[Part of a data file]
++++++++
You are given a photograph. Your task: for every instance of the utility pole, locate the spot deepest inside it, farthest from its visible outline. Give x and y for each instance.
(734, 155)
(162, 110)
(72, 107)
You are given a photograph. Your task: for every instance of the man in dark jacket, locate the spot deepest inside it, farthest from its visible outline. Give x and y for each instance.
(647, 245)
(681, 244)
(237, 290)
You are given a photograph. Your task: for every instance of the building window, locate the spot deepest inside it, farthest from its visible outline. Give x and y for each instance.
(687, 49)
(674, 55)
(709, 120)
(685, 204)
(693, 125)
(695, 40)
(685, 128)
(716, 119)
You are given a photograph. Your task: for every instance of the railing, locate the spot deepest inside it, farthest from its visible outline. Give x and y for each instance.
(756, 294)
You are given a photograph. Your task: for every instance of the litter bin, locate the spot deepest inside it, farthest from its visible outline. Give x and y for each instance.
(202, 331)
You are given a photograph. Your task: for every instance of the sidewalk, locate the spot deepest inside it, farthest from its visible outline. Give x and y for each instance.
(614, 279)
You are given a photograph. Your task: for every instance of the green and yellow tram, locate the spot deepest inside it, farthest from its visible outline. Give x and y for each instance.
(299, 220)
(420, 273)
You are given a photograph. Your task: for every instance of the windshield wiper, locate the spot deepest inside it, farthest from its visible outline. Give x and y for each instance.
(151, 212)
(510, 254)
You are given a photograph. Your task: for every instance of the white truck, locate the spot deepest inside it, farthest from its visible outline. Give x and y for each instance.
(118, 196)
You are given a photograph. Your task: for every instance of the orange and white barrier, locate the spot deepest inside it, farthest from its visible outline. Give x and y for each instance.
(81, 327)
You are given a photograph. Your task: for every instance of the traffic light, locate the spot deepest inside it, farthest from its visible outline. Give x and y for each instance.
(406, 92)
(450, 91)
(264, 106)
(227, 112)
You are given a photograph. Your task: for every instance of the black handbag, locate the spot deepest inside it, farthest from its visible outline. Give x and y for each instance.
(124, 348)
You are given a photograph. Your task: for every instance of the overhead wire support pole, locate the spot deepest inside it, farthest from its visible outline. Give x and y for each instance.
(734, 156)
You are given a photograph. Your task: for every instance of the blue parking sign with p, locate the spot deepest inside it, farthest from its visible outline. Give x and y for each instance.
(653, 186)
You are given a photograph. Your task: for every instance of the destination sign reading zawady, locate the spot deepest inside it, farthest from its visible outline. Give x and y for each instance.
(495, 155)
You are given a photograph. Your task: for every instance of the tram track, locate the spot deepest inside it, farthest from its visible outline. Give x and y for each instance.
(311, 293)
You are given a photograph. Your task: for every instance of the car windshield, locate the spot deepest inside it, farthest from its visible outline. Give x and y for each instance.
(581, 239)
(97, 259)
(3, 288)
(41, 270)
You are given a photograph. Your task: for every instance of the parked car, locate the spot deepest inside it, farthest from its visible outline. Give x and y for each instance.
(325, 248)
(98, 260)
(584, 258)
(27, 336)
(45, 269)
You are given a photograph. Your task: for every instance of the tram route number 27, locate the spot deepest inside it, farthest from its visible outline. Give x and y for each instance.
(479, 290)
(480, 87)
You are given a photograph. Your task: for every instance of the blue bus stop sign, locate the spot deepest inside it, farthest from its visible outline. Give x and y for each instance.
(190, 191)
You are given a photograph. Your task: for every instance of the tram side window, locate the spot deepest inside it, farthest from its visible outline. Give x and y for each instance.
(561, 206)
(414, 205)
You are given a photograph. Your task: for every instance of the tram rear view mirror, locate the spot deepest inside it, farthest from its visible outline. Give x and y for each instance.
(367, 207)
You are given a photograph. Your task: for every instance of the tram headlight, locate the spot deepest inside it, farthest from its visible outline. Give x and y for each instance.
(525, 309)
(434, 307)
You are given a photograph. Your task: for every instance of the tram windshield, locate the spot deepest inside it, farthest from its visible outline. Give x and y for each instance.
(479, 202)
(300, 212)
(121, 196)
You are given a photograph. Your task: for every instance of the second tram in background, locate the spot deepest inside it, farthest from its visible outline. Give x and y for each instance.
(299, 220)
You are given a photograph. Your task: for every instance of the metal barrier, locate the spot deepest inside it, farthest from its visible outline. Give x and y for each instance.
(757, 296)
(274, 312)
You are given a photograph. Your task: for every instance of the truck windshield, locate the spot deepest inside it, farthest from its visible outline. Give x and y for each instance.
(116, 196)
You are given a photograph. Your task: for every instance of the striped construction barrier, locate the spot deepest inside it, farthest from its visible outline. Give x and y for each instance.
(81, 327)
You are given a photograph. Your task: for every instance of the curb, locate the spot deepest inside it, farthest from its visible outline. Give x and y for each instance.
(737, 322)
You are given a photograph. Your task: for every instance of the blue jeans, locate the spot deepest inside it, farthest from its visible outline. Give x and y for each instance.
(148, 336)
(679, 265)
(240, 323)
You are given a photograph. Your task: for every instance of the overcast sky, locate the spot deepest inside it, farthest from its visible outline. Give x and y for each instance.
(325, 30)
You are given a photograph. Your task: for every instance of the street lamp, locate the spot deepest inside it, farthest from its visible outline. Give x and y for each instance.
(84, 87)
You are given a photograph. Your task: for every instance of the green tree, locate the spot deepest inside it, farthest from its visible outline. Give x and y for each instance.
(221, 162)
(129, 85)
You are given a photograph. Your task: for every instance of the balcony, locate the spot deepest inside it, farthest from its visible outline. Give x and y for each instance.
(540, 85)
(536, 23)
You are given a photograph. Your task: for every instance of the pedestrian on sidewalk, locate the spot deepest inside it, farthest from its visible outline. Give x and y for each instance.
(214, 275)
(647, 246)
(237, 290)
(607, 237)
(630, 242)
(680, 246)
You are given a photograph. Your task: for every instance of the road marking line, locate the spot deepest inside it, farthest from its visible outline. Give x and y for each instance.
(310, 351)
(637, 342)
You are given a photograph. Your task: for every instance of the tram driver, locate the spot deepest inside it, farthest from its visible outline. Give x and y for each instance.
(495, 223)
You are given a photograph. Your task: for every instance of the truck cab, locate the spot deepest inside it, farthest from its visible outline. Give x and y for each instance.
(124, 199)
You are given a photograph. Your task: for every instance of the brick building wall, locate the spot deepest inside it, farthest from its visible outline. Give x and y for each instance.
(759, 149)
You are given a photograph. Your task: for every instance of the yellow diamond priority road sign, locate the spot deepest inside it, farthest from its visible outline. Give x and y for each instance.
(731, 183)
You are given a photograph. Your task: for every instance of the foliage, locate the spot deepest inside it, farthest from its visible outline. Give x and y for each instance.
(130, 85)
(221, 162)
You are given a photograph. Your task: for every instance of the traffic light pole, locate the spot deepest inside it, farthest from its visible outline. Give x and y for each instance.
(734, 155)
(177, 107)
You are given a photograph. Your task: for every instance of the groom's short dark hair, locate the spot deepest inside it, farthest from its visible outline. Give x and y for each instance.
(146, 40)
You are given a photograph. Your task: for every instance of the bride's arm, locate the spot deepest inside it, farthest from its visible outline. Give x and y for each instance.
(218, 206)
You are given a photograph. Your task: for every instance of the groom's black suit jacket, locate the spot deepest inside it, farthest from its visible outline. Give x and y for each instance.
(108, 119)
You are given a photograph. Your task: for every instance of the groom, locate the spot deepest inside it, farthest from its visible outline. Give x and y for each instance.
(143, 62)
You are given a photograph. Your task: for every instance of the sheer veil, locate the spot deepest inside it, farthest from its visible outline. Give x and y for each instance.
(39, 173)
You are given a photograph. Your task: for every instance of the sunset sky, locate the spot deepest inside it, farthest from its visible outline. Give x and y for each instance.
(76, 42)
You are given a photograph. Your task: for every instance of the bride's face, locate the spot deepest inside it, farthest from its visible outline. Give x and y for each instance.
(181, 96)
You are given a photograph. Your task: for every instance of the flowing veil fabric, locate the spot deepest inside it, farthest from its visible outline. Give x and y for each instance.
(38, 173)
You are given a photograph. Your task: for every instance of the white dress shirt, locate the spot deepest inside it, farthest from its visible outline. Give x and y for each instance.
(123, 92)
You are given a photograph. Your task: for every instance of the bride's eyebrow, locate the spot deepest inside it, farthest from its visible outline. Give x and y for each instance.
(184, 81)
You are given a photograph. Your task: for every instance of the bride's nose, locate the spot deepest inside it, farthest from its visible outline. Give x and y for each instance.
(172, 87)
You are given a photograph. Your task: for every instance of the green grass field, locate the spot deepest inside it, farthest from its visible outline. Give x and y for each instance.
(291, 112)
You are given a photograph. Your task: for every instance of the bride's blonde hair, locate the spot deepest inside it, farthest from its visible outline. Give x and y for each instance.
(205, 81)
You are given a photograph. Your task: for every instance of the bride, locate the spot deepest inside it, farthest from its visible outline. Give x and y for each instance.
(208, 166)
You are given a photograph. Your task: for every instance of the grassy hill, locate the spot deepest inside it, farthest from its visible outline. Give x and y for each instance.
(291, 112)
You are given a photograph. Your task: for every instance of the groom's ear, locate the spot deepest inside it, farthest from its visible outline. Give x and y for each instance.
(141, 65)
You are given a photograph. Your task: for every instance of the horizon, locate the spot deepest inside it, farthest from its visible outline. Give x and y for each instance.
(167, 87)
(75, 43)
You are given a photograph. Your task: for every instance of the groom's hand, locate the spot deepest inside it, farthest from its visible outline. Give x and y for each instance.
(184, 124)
++++++++
The line containing "the green grass" and every line after it, through the end of the records, should be repeated exactly and alone.

You are given a photograph. Your task: for every instance of the green grass field, locate the spot deepest inside it, farthest from its visible outline. Give x and y for each instance.
(291, 112)
You are given a photograph. Your task: for every instance of the bride's blonde hair, locate the spot deepest inside it, farthest from its visible outline. Give x and y for each instance.
(205, 81)
You are given a photograph. Your task: for every instance of the bride, locate the spot deepest inside it, farthest from its visible outline. Give x and y for each instance.
(208, 166)
You are given a photograph. Your task: for every instance of the grassy hill, locate the spot deepest inside it, farthest from its visible outline. Give x and y for each instance.
(291, 112)
You are given a photograph. Your task: for every instance of the groom's ear, locate the spot deepest inside it, farthest from its visible outline. Give x and y for each instance.
(141, 65)
You are given a photograph. Your task: for every instance of the horizon, locate the spot deepest inside it, farthest from its visible outline. Give x and y for each instance.
(167, 87)
(75, 43)
You are given a photograph. Your task: for every instance of the groom's hand, locate the spot deepest inside it, farthest from its visible outline. Give x and y for each instance.
(184, 124)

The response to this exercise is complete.